WORK ORDER: Extract each line of the data below exactly as written.
---*---
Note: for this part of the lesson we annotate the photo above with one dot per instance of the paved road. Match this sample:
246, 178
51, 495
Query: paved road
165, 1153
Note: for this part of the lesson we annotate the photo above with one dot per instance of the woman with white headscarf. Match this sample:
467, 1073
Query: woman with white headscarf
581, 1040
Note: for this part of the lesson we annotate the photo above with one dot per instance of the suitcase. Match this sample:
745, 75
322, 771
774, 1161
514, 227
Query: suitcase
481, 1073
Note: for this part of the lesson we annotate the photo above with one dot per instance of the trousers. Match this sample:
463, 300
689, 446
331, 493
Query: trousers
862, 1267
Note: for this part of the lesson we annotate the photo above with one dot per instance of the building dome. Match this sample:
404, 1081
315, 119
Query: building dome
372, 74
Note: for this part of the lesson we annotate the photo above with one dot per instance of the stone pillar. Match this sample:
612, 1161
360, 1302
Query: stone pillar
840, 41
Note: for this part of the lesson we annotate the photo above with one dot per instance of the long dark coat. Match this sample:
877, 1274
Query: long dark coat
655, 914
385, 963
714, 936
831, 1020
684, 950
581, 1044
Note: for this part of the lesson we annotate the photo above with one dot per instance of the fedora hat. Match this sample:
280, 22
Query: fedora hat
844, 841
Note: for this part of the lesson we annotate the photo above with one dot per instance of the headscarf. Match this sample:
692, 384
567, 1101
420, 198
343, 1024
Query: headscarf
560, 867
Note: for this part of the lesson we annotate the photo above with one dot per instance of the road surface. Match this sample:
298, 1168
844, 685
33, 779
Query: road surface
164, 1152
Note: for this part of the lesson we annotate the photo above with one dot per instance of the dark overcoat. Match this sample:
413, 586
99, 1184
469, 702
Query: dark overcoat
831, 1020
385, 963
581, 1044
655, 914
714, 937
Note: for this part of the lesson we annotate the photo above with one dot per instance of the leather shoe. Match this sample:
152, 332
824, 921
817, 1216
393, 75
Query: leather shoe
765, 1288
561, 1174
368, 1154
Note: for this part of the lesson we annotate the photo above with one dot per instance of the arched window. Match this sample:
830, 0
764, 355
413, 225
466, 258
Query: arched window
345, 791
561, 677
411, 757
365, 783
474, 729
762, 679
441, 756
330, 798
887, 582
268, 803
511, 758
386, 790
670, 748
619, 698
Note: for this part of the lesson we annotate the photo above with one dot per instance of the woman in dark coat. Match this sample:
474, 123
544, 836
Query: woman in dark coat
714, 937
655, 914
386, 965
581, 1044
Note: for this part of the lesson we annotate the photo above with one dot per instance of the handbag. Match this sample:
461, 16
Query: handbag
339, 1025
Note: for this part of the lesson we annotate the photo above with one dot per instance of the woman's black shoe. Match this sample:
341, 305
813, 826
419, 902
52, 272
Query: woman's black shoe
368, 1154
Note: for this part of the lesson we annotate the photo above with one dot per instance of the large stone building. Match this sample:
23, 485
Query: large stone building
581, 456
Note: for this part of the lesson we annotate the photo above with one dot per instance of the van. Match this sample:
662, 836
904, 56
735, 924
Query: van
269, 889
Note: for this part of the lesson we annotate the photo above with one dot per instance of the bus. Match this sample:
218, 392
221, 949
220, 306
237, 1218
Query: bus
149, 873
---*---
ANSWER TO THE EXERCISE:
Note: for this part of the lesson we annotate the photo above with one dot per instance of the paved road. Match this sample:
246, 178
51, 495
Query: paved road
165, 1153
Note: for this part of the lesson we annotate the photo above with one dot per instance of the woman with white headscarf. Match this sample:
467, 1073
Query: woman with white headscarf
581, 1040
Note: for this part of the lesson we annotate the photo above with one dot per instance of the suitcase. Match this sample:
745, 75
322, 771
774, 1161
514, 227
Query: suitcase
481, 1073
Note: for this part of the lesson we annotate the photo above with one dot per instance of the trousers. Match this sample:
463, 300
689, 446
331, 493
Query: trousers
862, 1267
Note: for this part of the lesson we annotate the photo above with one dot per instance of the building dome. Match this sample:
404, 1081
315, 119
Query: building dome
372, 74
Note: for this part of the lesson we annotate the photo above with one dot per instance of the stone pillar. Match this sample:
612, 1161
360, 1302
Query: stone pillar
840, 41
Note: for this part of the lesson we annotate the photo above with one dot per instance of the long dark coat. Match this sample:
877, 1274
Query: long dark coat
655, 914
385, 963
714, 936
831, 1020
684, 950
581, 1044
Note: for this part of the lesson we annotate the photo above with one dot per instance of the fedora hat. Match this sample:
280, 22
Query: fedora hat
844, 841
Note: for this part of the lesson we annotate the photo above with one dot per instance of the headscarf. Match this sample:
692, 384
567, 1101
420, 198
343, 1024
Query: headscarf
560, 867
Note: for this part of the lesson we annotate the photo above with one dot per instance of the road surface. Match this sample:
298, 1168
844, 685
33, 779
Query: road surface
164, 1152
Note: for this part of the lesson we annotate the photo above with one dot per instance of the dark overcoat. Match this sample:
413, 586
99, 1184
469, 702
Query: dark overcoat
831, 1020
385, 963
581, 1044
655, 914
714, 937
Note: for this part of the lesson we annotate the photo above with one dot per instance of the leather shoe. Match this sample:
152, 332
824, 921
817, 1216
393, 75
Query: leather shoe
765, 1288
561, 1174
368, 1154
Note: for this part of the lesson we annotate the photo above with one dot per instance of the arched window. Match this sample:
830, 0
764, 355
413, 225
466, 258
Query: arched window
345, 791
561, 677
411, 757
365, 783
474, 729
762, 679
441, 756
330, 798
887, 582
268, 803
511, 758
386, 790
670, 748
619, 698
Note: for this part of the lesson we annotate the photo above with one dot per instance of the woman in dark coat. Match this sample:
474, 123
544, 836
Query: woman in dark coat
714, 937
655, 914
386, 965
581, 1044
Note: for this part of the lesson we annotate the photo above with one dot per instance of the handbag. Match this sample:
461, 16
Query: handbag
339, 1025
Note: for this part of the lesson we annotate the photo above with one dot per instance of the woman's black shoe. Match this sample:
341, 305
813, 826
419, 902
52, 272
Query: woman's black shoe
368, 1154
Note: for this part of the lesson we annotate the photo above with one dot per instance of the large stone building. Match this sample:
23, 485
Query: large stone building
581, 456
Note: for this part of the lesson we annotate the photo above with one dot per instance of the van. Match this sample:
662, 836
904, 56
735, 924
Query: van
269, 889
Note: for this part of the lesson we annotate the photo above with one dot per instance of the bus. Match this sample:
218, 392
221, 949
220, 306
237, 1218
Query: bus
149, 873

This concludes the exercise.